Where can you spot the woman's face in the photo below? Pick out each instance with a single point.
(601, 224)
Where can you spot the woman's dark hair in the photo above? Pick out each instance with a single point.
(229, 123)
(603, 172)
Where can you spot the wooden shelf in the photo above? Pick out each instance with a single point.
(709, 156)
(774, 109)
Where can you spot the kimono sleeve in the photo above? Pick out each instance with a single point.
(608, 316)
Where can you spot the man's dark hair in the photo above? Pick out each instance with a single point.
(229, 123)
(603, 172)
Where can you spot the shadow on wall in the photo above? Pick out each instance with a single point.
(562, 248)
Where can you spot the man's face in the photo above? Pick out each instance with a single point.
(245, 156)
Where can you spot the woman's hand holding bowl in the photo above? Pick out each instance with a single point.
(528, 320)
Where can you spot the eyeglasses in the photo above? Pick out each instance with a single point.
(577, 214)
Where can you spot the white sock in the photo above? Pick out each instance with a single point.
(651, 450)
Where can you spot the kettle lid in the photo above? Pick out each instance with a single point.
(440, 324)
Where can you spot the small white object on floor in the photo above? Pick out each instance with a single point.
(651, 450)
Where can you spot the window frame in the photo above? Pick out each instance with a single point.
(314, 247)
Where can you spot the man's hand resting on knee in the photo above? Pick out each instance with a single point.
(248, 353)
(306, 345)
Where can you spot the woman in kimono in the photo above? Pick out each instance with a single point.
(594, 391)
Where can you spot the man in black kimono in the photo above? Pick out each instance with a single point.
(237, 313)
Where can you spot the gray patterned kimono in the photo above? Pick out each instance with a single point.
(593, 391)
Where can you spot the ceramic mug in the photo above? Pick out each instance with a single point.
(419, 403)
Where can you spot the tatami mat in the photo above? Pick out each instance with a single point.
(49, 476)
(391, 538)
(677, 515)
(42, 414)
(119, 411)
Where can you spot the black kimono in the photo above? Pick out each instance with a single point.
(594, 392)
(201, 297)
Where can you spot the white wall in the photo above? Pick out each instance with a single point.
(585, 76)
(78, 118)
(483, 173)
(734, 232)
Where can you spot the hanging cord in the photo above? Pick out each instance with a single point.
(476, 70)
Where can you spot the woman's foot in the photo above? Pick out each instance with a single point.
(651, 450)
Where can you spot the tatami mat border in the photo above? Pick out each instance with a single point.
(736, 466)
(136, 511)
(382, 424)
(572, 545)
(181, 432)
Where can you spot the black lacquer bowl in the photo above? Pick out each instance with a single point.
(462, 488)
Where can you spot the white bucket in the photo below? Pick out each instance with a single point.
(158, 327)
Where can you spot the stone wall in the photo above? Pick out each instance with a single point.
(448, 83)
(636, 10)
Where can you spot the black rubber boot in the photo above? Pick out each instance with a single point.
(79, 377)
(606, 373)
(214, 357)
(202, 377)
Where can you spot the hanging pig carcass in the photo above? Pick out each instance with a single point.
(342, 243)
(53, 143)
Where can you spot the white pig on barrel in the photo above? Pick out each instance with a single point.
-=-=-=-=-
_What the exercise asks_
Return the listing above word for word.

_Solution_
Where can you spot the woman's face in the photo below? Pick out each instance with a single point.
(601, 224)
Where can you spot the woman's dark hair in the photo above? Pick out each instance with a single point.
(229, 123)
(603, 172)
Where can you spot the wooden shelf in the photo above? Pick out each instance with a single point.
(709, 156)
(774, 109)
Where can you spot the kimono sleeve in the photo above? Pick out each instance with a single point.
(608, 316)
Where can you spot the man's dark hair in the photo above? Pick out each instance with a single point.
(229, 123)
(603, 172)
Where can you spot the shadow on wall in the photo above? Pick out each instance with a single point.
(562, 248)
Where can you spot the man's face in the photo above? Pick out each instance with a single point.
(245, 156)
Where can you spot the woman's hand holding bowl in the photo above? Pick out each instance with a single point.
(528, 320)
Where can you spot the eyeglasses in the photo above? Pick out each instance with a single point.
(577, 214)
Where can you spot the white sock in the photo above? Pick out each instance with a single point.
(651, 450)
Where can you spot the kettle lid in the photo above? Pick out each instance with a single point.
(440, 324)
Where can you spot the small white object on floor in the photo above? Pick out each instance with a single point.
(651, 450)
Where can you spot the window frame in the photo above? Pick out each instance with a single point.
(314, 247)
Where can you spot the man's hand resting on knee in the photo above? Pick out each instance with a single point.
(248, 353)
(306, 345)
Where can you spot the woman in kimono in the photo above? Pick out each instance with a single point.
(594, 391)
Where can you spot the man in black kimono in the photo above? Pick out each instance with a single point.
(237, 313)
Where can you spot the gray patterned kimono in the photo above? Pick out each instance with a single point.
(593, 391)
Where can you spot the ceramic mug in the photo above? Pick out each instance with a single point.
(419, 403)
Where can you spot the tatami mat in the photo above? Pick out each instance with a single point.
(49, 476)
(391, 538)
(677, 515)
(42, 414)
(119, 411)
Where can you spot the black kimono in the photo above? Pick out each instance with a single point.
(594, 392)
(201, 297)
Where can you spot the white wall in the photo above? Pick out each instance with a single point.
(585, 76)
(78, 118)
(483, 173)
(734, 232)
Where can you spot the hanging cord in the photo above? Pick out each instance with a single point.
(476, 70)
Where can you spot the woman's foot in the photo above? Pick out each instance with a single point.
(651, 450)
Where can you spot the tatami mat border in the photo above? Pick out each instance with a single point.
(736, 466)
(136, 511)
(382, 424)
(572, 545)
(181, 432)
Where can you spot the black lacquer bowl in the photo above? Pick out each instance with a single point.
(462, 488)
Where can you spot the white bucket in the photo below? Pick out each instance with a single point.
(158, 327)
Where can you spot the stone wall in the photo above? Pick out each instance with a single point.
(448, 83)
(636, 10)
Where can you spot the black rubber boot in the photo above? Pick out each instance with a single point.
(79, 377)
(606, 373)
(214, 357)
(202, 377)
Where can you spot the hanging pig carcass in the photo above? Pick out each instance with a single point.
(342, 243)
(53, 143)
Where can you spot the white pig on barrel in the photo above? Pick out each instance with a single point.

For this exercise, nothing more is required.